> **WHAT TO PRODUCE**
Reproduce the listing below in full and without alteration, apart from its pictures.

> **EXERCISE DATA**
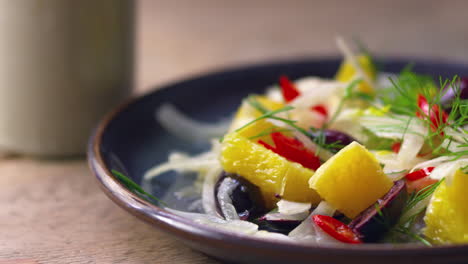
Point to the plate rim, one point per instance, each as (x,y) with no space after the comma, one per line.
(184,228)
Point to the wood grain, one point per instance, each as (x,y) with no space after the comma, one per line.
(53,212)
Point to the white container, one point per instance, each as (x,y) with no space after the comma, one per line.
(63,64)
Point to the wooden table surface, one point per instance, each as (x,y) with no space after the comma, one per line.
(53,211)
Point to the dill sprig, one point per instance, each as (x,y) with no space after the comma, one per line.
(136,189)
(319,140)
(406,223)
(349,93)
(402,100)
(272,115)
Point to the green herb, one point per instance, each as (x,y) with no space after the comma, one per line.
(349,93)
(363,49)
(464,169)
(135,188)
(406,223)
(269,114)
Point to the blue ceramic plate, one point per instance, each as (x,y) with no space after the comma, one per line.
(131,141)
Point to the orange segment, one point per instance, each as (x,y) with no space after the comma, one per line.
(447,214)
(347,72)
(351,181)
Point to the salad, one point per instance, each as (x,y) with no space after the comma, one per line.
(365,157)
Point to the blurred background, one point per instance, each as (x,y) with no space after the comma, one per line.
(53,212)
(181,38)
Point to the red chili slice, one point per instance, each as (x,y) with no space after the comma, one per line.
(320,109)
(293,150)
(336,229)
(419,174)
(288,89)
(436,115)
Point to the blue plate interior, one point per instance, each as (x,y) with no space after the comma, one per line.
(133,141)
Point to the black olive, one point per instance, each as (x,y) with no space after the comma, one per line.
(246,197)
(277,226)
(376,220)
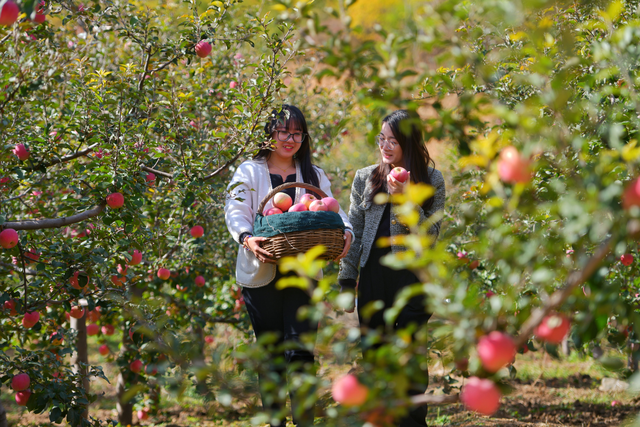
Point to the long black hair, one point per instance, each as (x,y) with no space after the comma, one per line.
(407,130)
(291,116)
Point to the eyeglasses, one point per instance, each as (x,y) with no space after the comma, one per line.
(283,136)
(382,142)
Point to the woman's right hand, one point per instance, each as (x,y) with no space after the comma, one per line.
(253,243)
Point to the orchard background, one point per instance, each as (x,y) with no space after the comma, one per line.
(531,111)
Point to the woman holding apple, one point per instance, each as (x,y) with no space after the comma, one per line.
(404,158)
(286,158)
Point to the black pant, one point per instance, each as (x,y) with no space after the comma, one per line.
(380,283)
(275,311)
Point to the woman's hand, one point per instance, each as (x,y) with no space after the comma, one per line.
(253,244)
(347,245)
(395,186)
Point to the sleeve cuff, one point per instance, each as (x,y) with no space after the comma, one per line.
(347,285)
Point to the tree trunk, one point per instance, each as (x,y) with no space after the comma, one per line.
(3,416)
(81,355)
(125,409)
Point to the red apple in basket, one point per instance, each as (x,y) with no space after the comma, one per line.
(272,211)
(332,204)
(298,207)
(306,199)
(282,201)
(399,173)
(317,206)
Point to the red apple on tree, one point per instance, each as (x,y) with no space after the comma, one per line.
(9,13)
(400,174)
(197,231)
(136,366)
(512,167)
(481,395)
(21,152)
(9,238)
(203,48)
(332,204)
(30,319)
(200,281)
(348,391)
(631,195)
(307,198)
(77,312)
(20,382)
(282,201)
(22,397)
(496,350)
(115,200)
(56,338)
(553,328)
(626,259)
(163,273)
(108,330)
(136,257)
(93,329)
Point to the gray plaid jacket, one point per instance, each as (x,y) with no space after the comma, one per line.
(365,217)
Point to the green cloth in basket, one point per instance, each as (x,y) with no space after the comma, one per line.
(288,222)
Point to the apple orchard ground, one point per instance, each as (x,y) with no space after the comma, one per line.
(546,392)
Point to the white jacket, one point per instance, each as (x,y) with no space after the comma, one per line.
(250,184)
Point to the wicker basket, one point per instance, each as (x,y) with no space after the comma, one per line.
(295,242)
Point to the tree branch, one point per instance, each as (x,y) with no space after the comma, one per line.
(574,280)
(430,399)
(55,222)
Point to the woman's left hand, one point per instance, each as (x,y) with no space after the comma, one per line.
(347,245)
(395,186)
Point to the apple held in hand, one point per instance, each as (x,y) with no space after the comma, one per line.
(480,395)
(20,382)
(307,199)
(298,207)
(115,200)
(9,238)
(348,391)
(496,350)
(400,174)
(317,206)
(272,211)
(203,48)
(553,328)
(332,204)
(512,167)
(282,201)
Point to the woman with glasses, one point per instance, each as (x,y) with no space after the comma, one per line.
(401,144)
(287,158)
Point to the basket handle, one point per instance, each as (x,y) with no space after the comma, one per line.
(284,186)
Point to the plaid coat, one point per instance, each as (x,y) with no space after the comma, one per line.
(365,217)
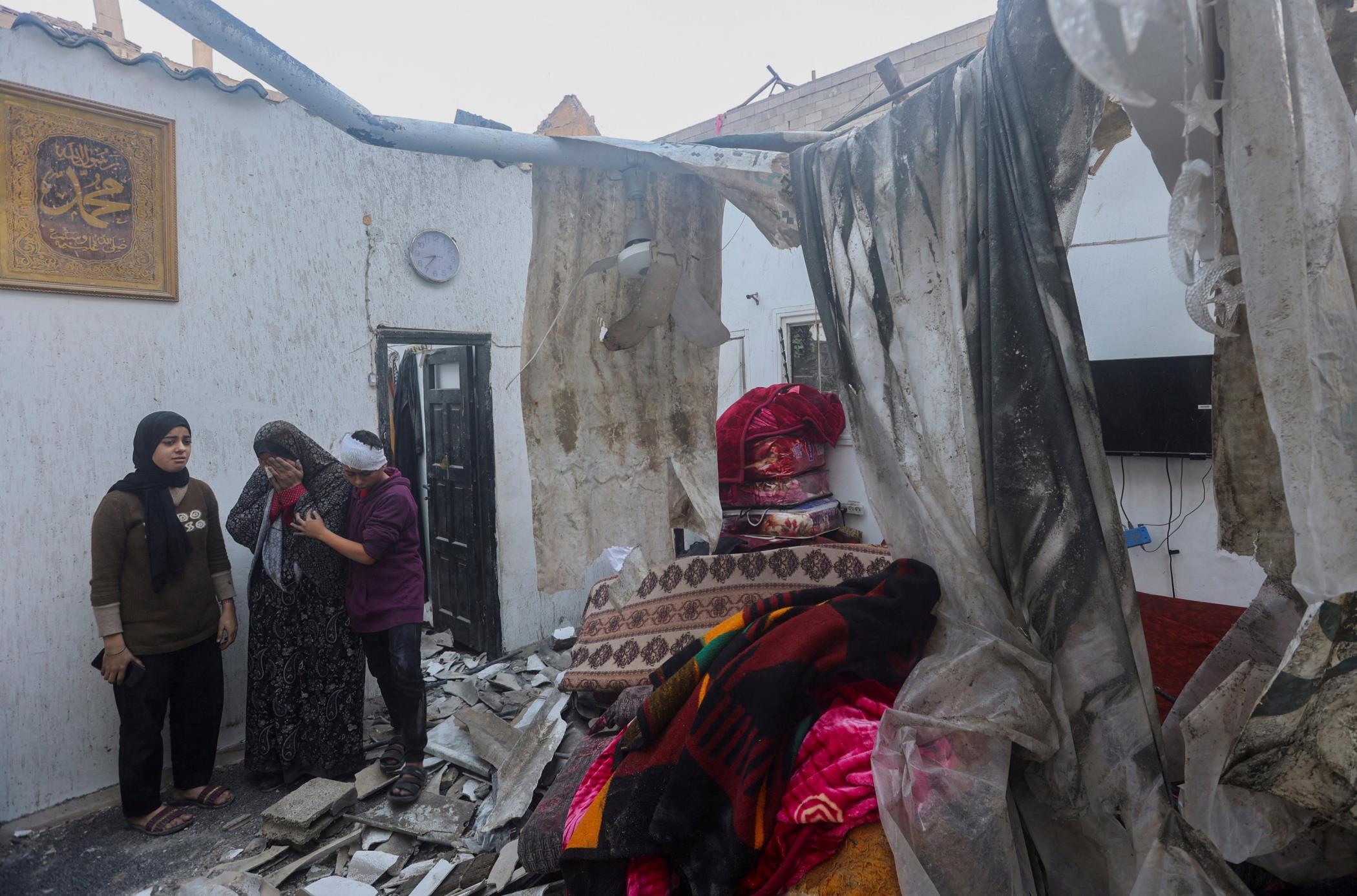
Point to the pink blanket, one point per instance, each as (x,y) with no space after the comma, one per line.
(830,793)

> **WRITTEN REPLY**
Point to the plate rim, one point per instance, each as (x,y) with no space after the comma, one per line.
(184,228)
Point to the wood grain, one point per instance, each as (x,y) with no space after the comma, one per line.
(53,212)
Point to the white container, one point per instance, each as (x,y) with no space after the comma, one per line.
(63,64)
Point to the wooden table surface, one point per instance, each as (x,y) with no space after the comma, one per line.
(53,211)
Point to the dill sprig, one point per instance, each as (x,y) with no space after the comma, one per line.
(136,189)
(319,140)
(406,223)
(349,93)
(402,100)
(272,115)
Point to the green herb, one point per instance, each as (x,y) with no space after the comma, one per line.
(349,93)
(363,49)
(464,169)
(135,188)
(406,223)
(269,114)
Point to the blue ceramic plate, one point per instance, each as (x,y) with no space after the comma, one per line.
(131,141)
Point to the orange segment, one point per instance, each as (x,y) with no space after the comma, one per line.
(447,214)
(347,72)
(351,181)
Point to the salad, one point per instance, each as (x,y) with no space after the comma, one per line.
(365,157)
Point to the blurred background, one point per instance, each as (x,y) with no space after the comma, one per line.
(53,212)
(181,38)
Point to the red chili slice, one point per instance, each as (x,y) with no space after the comma, one per line.
(320,109)
(293,150)
(336,229)
(419,174)
(288,89)
(436,115)
Point to the blue plate interior, one point per instance, each as (x,y) with no space after the comma, one per line.
(133,141)
Point to the black olive, one point per instance, each as (x,y) with no space after the comma, one per line.
(246,197)
(277,226)
(376,220)
Point to the long black hair, one point per instance, each as (x,y) with no space after the comma, one per line.
(407,130)
(291,116)
Point to the eyeglasses, one point per instance, each as (x,y) with no space after the comma, one per line.
(283,136)
(382,142)
Point to the woman's right hand, one point per instance, each as (x,y) with no space after the comma, one per line.
(253,243)
Point to the orchard background, one point per instance, each as (x,y) with no space after the comma, one per line.
(531,111)
Point to the woman holding apple, one point per instance, each as (x,y) with no space after the comma, one per line.
(404,158)
(286,158)
Point to the black pant, one point per instance, each as (x,y) with no space after the comma, one per line.
(380,283)
(275,311)
Point to the woman's hand, one point per instance, each as (x,y) with no space after the comma, one per line.
(253,244)
(347,245)
(395,186)
Point to the sleeve cuff, one point per instance, each as (x,y) with no space after the comma, one per line.
(347,285)
Point to the tree trunk, one point per instance, each as (x,y) with no space after the comma, one per line.
(3,416)
(81,355)
(125,409)
Point to the red apple in basket, one point per instance, each as (x,y) with no space after the comma, one per line.
(272,211)
(332,204)
(298,207)
(306,199)
(282,201)
(399,173)
(317,206)
Point to the red apple on tree, one point per instance, each as (x,y) with no space after the comma, one per line.
(9,13)
(400,174)
(197,231)
(136,366)
(512,167)
(481,395)
(21,152)
(9,238)
(203,48)
(332,204)
(30,319)
(200,281)
(348,391)
(631,195)
(307,198)
(77,312)
(20,382)
(282,201)
(22,397)
(496,350)
(115,200)
(56,338)
(553,328)
(626,259)
(163,273)
(108,330)
(136,257)
(93,329)
Point to the gray plaid jacket, one point per instance, each as (x,y) with no space after the comma, one per line.
(365,217)
Point to the green cloth in basket, one point per instance, each as (x,y) with no space after the comma, one per line.
(288,222)
Point to the apple orchard ground, one point per instance, each as (x,y) with no space after the comma, one per line.
(546,392)
Point to the white jacket, one point per instance, each as (x,y) with no space after the comma, one per line.
(250,184)
Point to the wicker basket, one point per instance, each as (x,y) with no space after the comma, one per line.
(295,242)
Point to the tree branch, one point per instance, each as (x,y) with no space after the comma, one per line.
(574,280)
(430,399)
(55,222)
Point to the woman's left hand, one point per instance, each as (x,y) with no space after the comma, one per line.
(347,245)
(395,186)
Point to the apple held in hand, one point per instance, each as (x,y) with no space after the comma, one per line.
(480,395)
(20,382)
(307,199)
(298,207)
(115,200)
(9,238)
(348,391)
(496,350)
(400,174)
(317,206)
(272,211)
(203,48)
(553,328)
(332,204)
(512,167)
(282,201)
Point to the woman with glasses, one point per instance, each as (x,y) with no space after the comma, one per line.
(401,144)
(287,158)
Point to the basket handle, one point per instance, each as (x,y) with no space after the comma, one per line.
(284,186)
Point to the plaid coat, one point per instance, each as (x,y) with no space after the comma, one per line.
(365,217)
Point to the pink blanket, one point per instance, each as (x,y) with no space after the comma, one per line.
(830,793)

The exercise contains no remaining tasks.